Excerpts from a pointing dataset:
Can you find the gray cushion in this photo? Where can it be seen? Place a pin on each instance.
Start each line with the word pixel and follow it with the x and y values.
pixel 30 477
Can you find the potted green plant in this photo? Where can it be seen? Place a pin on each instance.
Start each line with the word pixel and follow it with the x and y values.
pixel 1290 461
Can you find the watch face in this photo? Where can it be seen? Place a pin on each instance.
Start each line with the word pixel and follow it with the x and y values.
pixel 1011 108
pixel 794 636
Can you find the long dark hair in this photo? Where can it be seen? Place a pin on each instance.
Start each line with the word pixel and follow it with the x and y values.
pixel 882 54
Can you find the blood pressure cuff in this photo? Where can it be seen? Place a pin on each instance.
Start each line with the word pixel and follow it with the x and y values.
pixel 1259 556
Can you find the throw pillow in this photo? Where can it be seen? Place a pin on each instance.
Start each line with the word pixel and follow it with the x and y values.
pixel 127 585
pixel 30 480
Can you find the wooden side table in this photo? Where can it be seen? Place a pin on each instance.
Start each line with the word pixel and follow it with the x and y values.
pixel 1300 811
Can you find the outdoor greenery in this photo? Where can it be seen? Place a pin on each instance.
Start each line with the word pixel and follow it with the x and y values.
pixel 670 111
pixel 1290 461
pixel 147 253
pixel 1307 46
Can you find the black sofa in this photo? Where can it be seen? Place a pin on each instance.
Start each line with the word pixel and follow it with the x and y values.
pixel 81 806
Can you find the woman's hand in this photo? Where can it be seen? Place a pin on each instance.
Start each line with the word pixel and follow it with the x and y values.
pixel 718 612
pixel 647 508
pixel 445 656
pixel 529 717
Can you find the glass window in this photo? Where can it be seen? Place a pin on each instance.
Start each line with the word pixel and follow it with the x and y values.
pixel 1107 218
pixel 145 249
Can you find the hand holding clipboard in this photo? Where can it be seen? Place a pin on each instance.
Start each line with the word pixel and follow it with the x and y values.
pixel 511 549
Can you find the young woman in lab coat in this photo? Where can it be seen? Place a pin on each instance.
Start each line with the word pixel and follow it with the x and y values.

(Problem)
Can you turn the data into a numbered list, starting with its very first line and going on through the line containing "pixel 81 806", with both ends included and any blank lines left out?

(Finished exercise)
1. Can you find the gray cushion in this photo? Where can it be seen? Place a pin on each instance.
2. Start each line with the word pixel and follow it with the x and y values.
3. pixel 30 477
4. Can you find the potted green plant in this photo? Where can it be seen? Place a pin on each instance.
5. Start each line with the word pixel and follow it with the x and y values.
6. pixel 1290 461
7. Can you find the watch face in this photo? Where can it be seen? Place a pin on each instance.
8. Start each line with the word pixel and follow it with the x and y values.
9. pixel 1011 108
10. pixel 794 636
11. Can you find the long dark hair in this photo? Where can it be seen? Place a pin on each instance.
12. Start each line with the word pixel and follow it with the x and y values.
13. pixel 882 54
14. Can you find the blood pressure cuff in this photo? Where can it be seen? Place a pin on each instance.
15. Start each line with the word pixel and follow it with the x and y values.
16. pixel 1259 556
17. Can you find the throw pillow in this photo? Where can it be seen? Place a pin on each instance.
18. Start each line with the word pixel and follow it with the x and y values.
19. pixel 127 585
20. pixel 30 480
21. Can you find the wooden side table in this photo? Where can it be seen? Place a pin on each instance.
22. Start each line with the word pixel and follow it with the x and y values.
23. pixel 1300 811
24. Can you find the outdoor greenery in this photo? Where can it be seen? Place a pin on each instance.
25. Start each line with the word pixel and follow it with the x and y values.
26. pixel 670 111
27. pixel 1290 461
28. pixel 147 253
29. pixel 1307 46
30. Can you find the black sofa in this photo? Where can it be seen? Place a pin on each instance.
31. Start each line with the word pixel and follow it with the x and y values.
32. pixel 81 806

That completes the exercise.